# Extracted entries
· · · ·

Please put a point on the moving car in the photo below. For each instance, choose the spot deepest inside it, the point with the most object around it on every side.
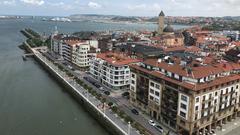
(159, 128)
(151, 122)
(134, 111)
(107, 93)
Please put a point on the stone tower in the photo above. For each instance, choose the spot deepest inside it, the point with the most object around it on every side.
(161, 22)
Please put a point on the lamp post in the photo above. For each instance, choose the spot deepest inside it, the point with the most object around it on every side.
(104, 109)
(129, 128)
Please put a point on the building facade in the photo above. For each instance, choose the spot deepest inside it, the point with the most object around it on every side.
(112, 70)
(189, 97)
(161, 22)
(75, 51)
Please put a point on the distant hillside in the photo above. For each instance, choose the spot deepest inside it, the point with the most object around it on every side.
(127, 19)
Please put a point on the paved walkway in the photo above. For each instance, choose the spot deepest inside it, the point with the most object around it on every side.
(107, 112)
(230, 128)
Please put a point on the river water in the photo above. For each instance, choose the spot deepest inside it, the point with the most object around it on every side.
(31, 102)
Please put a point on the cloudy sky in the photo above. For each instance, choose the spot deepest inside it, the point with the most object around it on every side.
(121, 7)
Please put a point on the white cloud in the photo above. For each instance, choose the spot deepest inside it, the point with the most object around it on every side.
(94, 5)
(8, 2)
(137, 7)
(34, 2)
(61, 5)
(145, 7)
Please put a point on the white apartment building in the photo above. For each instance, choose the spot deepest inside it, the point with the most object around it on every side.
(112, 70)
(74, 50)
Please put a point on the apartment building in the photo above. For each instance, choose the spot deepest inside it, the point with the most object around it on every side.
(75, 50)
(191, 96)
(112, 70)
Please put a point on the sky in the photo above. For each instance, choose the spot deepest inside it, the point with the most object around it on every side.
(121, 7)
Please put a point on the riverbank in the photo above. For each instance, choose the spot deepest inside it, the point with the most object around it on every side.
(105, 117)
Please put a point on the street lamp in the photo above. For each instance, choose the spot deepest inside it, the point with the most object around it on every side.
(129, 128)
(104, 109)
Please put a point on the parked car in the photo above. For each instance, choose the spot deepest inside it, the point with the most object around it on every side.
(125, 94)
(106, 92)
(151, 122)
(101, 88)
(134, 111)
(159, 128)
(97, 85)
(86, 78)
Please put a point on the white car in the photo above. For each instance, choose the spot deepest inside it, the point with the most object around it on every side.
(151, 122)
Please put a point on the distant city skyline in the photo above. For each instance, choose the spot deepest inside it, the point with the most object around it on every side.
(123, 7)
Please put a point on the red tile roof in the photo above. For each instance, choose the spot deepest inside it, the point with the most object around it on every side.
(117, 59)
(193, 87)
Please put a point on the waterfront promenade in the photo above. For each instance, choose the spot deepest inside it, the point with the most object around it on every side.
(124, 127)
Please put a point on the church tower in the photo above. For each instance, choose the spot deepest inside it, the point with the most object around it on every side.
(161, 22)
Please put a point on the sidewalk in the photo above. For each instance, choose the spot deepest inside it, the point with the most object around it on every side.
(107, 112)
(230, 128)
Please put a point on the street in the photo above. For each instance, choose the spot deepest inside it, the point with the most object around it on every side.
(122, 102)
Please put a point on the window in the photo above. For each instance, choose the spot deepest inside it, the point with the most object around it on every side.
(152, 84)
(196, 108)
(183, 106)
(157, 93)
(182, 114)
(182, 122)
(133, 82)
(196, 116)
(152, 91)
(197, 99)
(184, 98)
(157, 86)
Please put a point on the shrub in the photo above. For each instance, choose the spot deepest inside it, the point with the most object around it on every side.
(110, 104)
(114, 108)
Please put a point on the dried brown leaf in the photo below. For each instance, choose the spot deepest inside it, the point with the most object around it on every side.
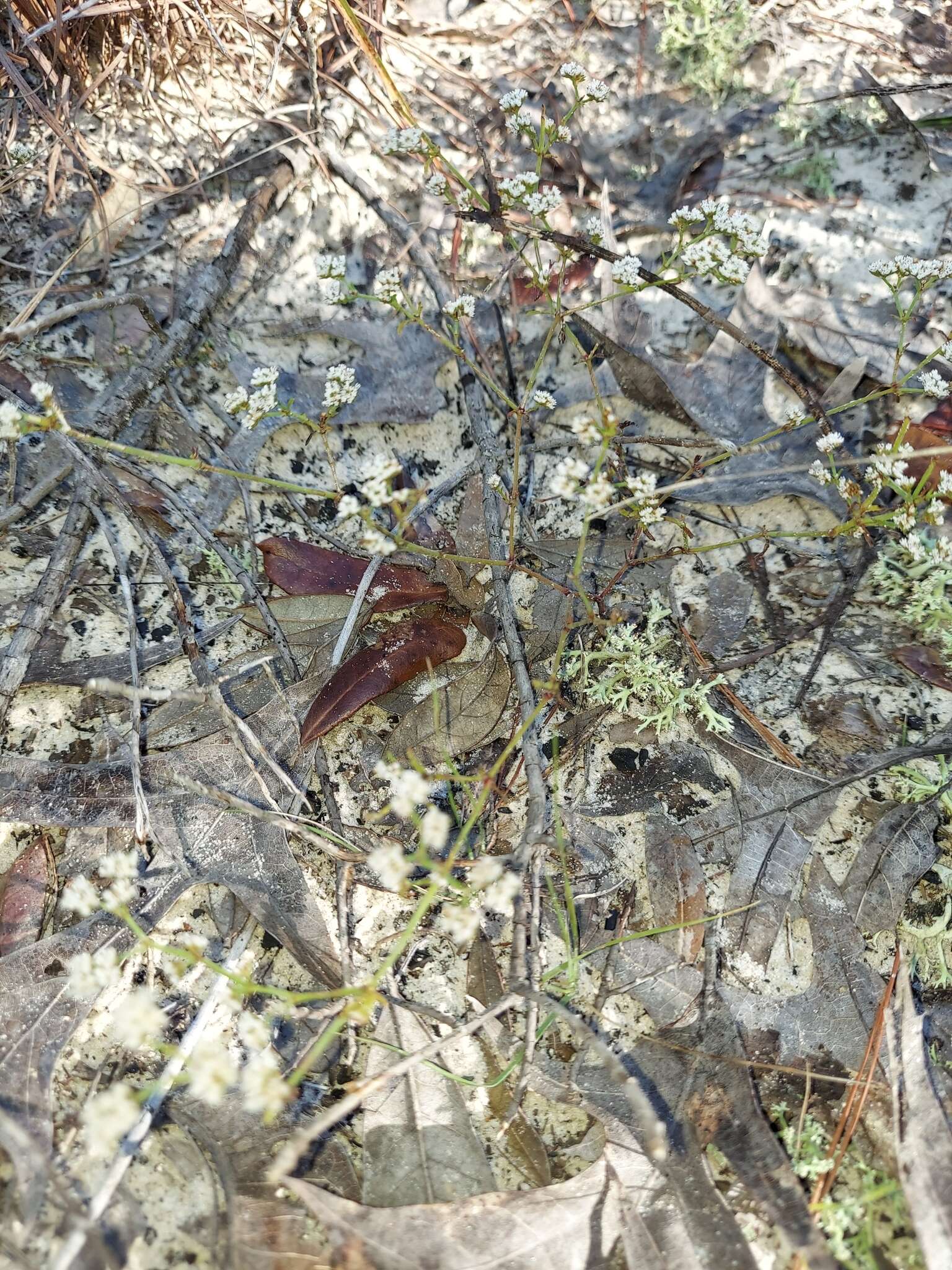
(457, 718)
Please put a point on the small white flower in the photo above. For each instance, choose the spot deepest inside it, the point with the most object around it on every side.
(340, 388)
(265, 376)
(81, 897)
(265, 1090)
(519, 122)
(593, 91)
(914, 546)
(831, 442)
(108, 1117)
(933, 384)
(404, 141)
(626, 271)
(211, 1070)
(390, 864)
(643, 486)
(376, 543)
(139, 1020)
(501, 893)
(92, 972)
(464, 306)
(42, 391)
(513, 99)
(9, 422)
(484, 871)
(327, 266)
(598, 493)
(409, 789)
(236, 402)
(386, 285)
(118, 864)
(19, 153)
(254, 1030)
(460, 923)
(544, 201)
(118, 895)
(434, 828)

· · · ·

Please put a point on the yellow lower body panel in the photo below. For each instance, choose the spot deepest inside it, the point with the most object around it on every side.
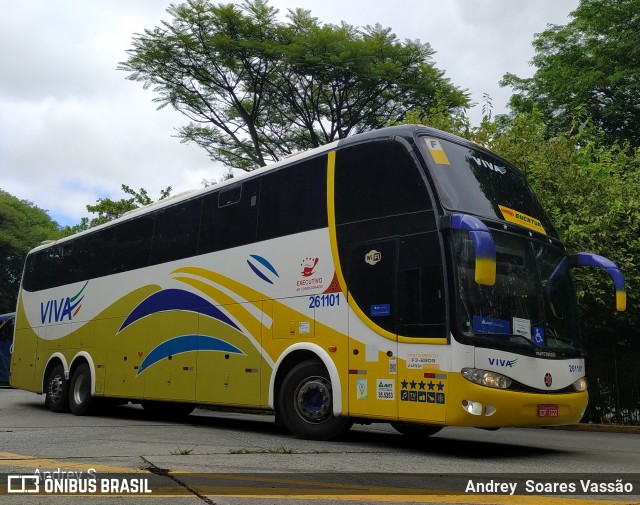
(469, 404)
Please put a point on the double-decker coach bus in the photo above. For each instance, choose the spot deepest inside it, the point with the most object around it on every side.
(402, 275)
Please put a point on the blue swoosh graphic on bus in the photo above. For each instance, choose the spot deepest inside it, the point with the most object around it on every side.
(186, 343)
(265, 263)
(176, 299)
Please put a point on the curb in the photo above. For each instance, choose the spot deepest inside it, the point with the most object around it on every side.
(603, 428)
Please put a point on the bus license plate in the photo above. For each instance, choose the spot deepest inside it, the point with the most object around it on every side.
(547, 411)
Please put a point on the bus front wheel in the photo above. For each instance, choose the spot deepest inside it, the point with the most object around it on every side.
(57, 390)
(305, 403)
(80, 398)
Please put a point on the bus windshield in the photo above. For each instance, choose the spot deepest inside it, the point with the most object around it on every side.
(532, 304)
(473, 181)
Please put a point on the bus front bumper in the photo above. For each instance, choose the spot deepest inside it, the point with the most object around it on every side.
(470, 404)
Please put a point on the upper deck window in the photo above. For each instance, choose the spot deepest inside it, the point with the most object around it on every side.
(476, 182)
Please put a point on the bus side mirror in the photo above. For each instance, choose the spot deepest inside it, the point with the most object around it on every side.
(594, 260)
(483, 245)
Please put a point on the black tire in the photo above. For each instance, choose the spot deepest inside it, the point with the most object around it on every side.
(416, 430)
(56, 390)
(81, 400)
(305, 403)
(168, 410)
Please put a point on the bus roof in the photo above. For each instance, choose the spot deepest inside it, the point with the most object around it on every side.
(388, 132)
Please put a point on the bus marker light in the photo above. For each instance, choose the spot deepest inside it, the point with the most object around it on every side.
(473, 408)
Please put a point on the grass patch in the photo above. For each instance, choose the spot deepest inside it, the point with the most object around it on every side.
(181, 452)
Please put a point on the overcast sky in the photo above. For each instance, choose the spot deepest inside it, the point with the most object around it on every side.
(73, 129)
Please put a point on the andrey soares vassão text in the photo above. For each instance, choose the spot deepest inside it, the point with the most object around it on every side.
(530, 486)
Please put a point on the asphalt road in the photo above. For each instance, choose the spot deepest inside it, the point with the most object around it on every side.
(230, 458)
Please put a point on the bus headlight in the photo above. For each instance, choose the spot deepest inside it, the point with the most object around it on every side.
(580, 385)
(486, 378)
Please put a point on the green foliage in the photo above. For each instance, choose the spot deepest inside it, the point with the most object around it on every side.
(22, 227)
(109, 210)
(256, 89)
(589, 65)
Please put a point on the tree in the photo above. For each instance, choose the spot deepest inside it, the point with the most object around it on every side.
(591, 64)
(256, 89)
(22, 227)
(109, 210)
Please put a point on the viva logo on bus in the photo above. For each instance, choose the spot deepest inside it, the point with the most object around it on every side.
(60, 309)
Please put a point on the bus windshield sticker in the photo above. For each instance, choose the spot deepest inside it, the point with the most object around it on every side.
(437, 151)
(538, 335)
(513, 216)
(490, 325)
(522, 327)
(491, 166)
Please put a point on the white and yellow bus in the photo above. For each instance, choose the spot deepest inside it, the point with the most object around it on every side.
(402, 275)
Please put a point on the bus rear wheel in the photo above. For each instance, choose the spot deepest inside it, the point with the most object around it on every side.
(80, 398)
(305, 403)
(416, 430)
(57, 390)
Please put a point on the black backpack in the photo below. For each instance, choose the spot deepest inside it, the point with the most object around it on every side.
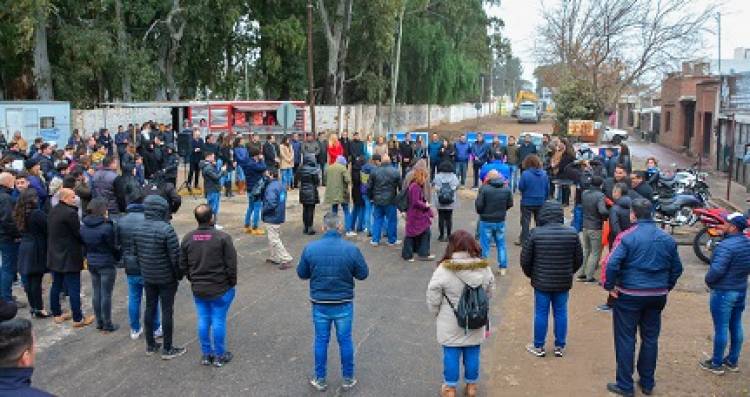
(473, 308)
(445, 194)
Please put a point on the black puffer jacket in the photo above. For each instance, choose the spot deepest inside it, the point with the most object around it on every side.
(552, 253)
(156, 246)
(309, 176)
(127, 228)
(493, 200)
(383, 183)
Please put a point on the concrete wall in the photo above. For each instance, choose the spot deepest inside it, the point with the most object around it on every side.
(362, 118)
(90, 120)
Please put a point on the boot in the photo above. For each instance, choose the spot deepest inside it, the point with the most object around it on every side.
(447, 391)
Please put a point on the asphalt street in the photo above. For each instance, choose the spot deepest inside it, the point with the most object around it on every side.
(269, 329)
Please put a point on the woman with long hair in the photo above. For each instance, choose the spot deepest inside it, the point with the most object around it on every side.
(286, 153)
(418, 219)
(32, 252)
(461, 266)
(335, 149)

· · · ·

Show each line of the items above that contains the word "tire", copied in full.

Please put a point on the black tire in the photo above. For each instance, choose the spot deepest inside it, the point with the most object around it on every side.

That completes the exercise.